_Stored data:_
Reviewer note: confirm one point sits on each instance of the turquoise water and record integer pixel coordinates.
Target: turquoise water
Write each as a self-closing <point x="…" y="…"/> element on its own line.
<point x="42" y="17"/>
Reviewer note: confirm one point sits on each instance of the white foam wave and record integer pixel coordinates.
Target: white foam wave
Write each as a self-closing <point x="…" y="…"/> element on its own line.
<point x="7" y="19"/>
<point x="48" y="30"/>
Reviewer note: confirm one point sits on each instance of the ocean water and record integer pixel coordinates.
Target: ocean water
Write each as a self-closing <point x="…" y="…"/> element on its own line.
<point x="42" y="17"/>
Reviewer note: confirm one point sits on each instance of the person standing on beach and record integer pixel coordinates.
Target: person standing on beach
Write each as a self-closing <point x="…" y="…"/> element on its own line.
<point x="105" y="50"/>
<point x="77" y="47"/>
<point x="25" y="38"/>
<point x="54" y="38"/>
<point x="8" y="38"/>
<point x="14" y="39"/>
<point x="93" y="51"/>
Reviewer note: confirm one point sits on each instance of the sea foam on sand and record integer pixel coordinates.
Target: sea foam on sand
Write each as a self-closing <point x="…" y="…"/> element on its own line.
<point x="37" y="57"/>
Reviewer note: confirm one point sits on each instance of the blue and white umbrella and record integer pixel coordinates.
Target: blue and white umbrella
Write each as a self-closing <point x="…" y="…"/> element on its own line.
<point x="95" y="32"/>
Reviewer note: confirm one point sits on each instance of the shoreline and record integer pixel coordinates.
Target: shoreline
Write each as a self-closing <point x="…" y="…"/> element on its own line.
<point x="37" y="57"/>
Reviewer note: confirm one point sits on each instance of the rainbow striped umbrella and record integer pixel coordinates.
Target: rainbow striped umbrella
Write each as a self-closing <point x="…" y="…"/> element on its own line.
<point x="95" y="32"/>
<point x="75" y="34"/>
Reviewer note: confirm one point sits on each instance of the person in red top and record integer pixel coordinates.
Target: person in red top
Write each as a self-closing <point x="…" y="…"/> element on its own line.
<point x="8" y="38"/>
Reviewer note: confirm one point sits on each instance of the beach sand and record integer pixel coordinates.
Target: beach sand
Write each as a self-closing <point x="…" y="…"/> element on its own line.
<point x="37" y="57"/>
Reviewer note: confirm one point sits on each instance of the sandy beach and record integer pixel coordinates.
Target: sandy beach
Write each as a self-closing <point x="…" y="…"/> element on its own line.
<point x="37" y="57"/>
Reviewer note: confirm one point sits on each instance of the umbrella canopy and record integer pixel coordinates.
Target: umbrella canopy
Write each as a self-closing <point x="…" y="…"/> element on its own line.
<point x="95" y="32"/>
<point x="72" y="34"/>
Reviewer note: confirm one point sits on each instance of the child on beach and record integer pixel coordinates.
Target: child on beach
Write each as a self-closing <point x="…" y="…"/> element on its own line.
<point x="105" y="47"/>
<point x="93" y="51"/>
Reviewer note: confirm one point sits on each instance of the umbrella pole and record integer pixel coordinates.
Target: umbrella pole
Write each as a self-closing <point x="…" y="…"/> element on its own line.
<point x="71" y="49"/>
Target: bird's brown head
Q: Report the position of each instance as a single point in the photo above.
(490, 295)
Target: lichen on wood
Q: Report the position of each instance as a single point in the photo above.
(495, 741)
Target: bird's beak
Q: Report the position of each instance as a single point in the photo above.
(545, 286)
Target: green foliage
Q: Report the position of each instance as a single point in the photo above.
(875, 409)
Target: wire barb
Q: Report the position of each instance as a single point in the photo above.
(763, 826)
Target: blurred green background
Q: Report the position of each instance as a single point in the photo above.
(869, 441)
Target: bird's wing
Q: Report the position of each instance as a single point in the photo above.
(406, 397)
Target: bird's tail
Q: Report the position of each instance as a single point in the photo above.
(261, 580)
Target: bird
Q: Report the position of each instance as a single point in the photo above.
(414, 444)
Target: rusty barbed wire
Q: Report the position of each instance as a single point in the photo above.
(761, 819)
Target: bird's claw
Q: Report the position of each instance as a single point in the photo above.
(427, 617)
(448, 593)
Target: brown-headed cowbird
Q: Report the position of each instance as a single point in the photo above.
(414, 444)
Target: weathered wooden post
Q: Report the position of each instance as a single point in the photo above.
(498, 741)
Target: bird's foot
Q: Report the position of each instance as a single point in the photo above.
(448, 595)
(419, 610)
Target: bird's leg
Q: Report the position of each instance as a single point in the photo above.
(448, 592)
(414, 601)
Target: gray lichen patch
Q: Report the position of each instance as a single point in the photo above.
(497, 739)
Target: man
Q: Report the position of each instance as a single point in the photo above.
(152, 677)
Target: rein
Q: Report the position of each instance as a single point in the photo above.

_TASK OBJECTIVE:_ Copy the records above exactly as written.

_REPLY TO THE TASK:_
Reviewer note: confirm one point sits on each instance of the turquoise water and record integer pixel coordinates.
Target: turquoise water
Write each as a self-closing <point x="…" y="…"/> element on its own line.
<point x="42" y="17"/>
Reviewer note: confirm one point sits on each instance of the white foam wave and record integer pixel coordinates.
Target: white foam wave
Write each as a self-closing <point x="…" y="…"/> element on its own line.
<point x="7" y="19"/>
<point x="48" y="30"/>
Reviewer note: confirm one point sits on each instance of the ocean water and record integer pixel coordinates.
Target: ocean water
Write each as a self-closing <point x="…" y="…"/> element on its own line.
<point x="42" y="17"/>
Reviewer note: confirm one point sits on each instance of the person standing on beach and record integer pixel coordinates.
Target: person standing on beach
Write each as a self-closing <point x="…" y="…"/> element on its own line.
<point x="105" y="50"/>
<point x="77" y="47"/>
<point x="25" y="38"/>
<point x="54" y="38"/>
<point x="8" y="38"/>
<point x="14" y="39"/>
<point x="93" y="51"/>
Reviewer note: confirm one point sits on each instance of the sea foam on sand and record integer pixel coordinates.
Target: sea foam on sand
Write each as a self-closing <point x="…" y="…"/> element on its own line.
<point x="37" y="57"/>
Reviewer note: confirm one point sits on each instance of the blue and white umbrella and record integer pixel coordinates.
Target: blue and white umbrella
Write each as a self-closing <point x="…" y="…"/> element on its own line.
<point x="95" y="32"/>
Reviewer note: confirm one point sits on each instance of the shoreline and record integer pixel coordinates.
Target: shoreline
Write each as a self-closing <point x="…" y="…"/> element on its own line.
<point x="37" y="57"/>
Reviewer note: confirm one point sits on each instance of the rainbow striped umbrella and record integer pixel coordinates.
Target: rainbow striped umbrella
Write each as a self-closing <point x="…" y="…"/> element on its own line.
<point x="95" y="32"/>
<point x="75" y="34"/>
Reviewer note: confirm one point sits on each instance of the person in red top and record integer pixel coordinates.
Target: person in red top
Write each as a self-closing <point x="…" y="…"/> element on its own line.
<point x="8" y="38"/>
Reviewer note: confirm one point sits on each instance of the beach sand and record integer pixel coordinates.
Target: beach sand
Write each as a self-closing <point x="…" y="…"/> element on its own line.
<point x="37" y="57"/>
Reviewer note: confirm one point sits on each instance of the sandy beach and record integer pixel coordinates.
Target: sandy beach
Write each as a self-closing <point x="…" y="…"/> element on its own line.
<point x="37" y="57"/>
Reviewer note: confirm one point sits on each instance of the umbrella canopy and record integer pixel coordinates.
Target: umbrella canopy
Write each as a self-closing <point x="…" y="…"/> element on its own line.
<point x="95" y="32"/>
<point x="72" y="34"/>
Reviewer note: confirm one point sits on each instance of the child on beach and record integer pixel coordinates.
Target: child on beach
Write each as a self-closing <point x="…" y="…"/> element on its own line.
<point x="105" y="47"/>
<point x="93" y="51"/>
Reviewer note: confirm one point sits on each instance of the umbrella pole and record integer pixel coordinates.
Target: umbrella pole
Write each as a self-closing <point x="…" y="…"/> element on its own line.
<point x="71" y="49"/>
Target: bird's brown head
Q: Report the position of each instance as a single point in the photo above.
(490, 295)
Target: lichen on wood
Q: Report the position of each instance as a single point in the photo above.
(495, 741)
Target: bird's beak
Q: Report the position of each instance as a single point in the photo above.
(545, 286)
Target: green foliage
Q: Report the position of each instance as a single point in the photo above.
(875, 409)
Target: wire barb
Q: Report the position of each instance as a single point in the photo above.
(763, 826)
Target: blurred green background
Q: Report the position of each instance as a single point in the photo above.
(869, 441)
Target: bird's wing
Q: Report the position of each instance as a single point in the photo above.
(406, 397)
Target: bird's tail
Q: Report the position of each instance as a single point in the photo above.
(261, 580)
Target: bird
Q: Report the position of each instance as a single point in the photo above.
(414, 444)
Target: rusty barbed wire
Q: Report the position of each instance as a single point in the photo above.
(761, 819)
Target: bird's claw
Q: Report the position of each instance as a single point in the photo above.
(427, 617)
(448, 593)
Target: brown-headed cowbird
Q: Report the position of each instance as a single point in the photo above.
(414, 444)
Target: weathered wooden post
Q: Report the position of each instance as a single point in the photo above.
(498, 741)
Target: bird's foot
Q: Report the position of each instance as a single point in the photo above.
(448, 595)
(419, 610)
Target: bird's leg
Q: Report the position of each instance as a single point in the photo above.
(448, 592)
(414, 601)
Target: gray lichen patch
Q: Report the position of each instance as a single point in the photo above.
(497, 739)
Target: man
Q: Report the position of each instance as a single point in the photo above.
(152, 677)
Target: rein
Q: Report the position of each instance as a single point in the photo above.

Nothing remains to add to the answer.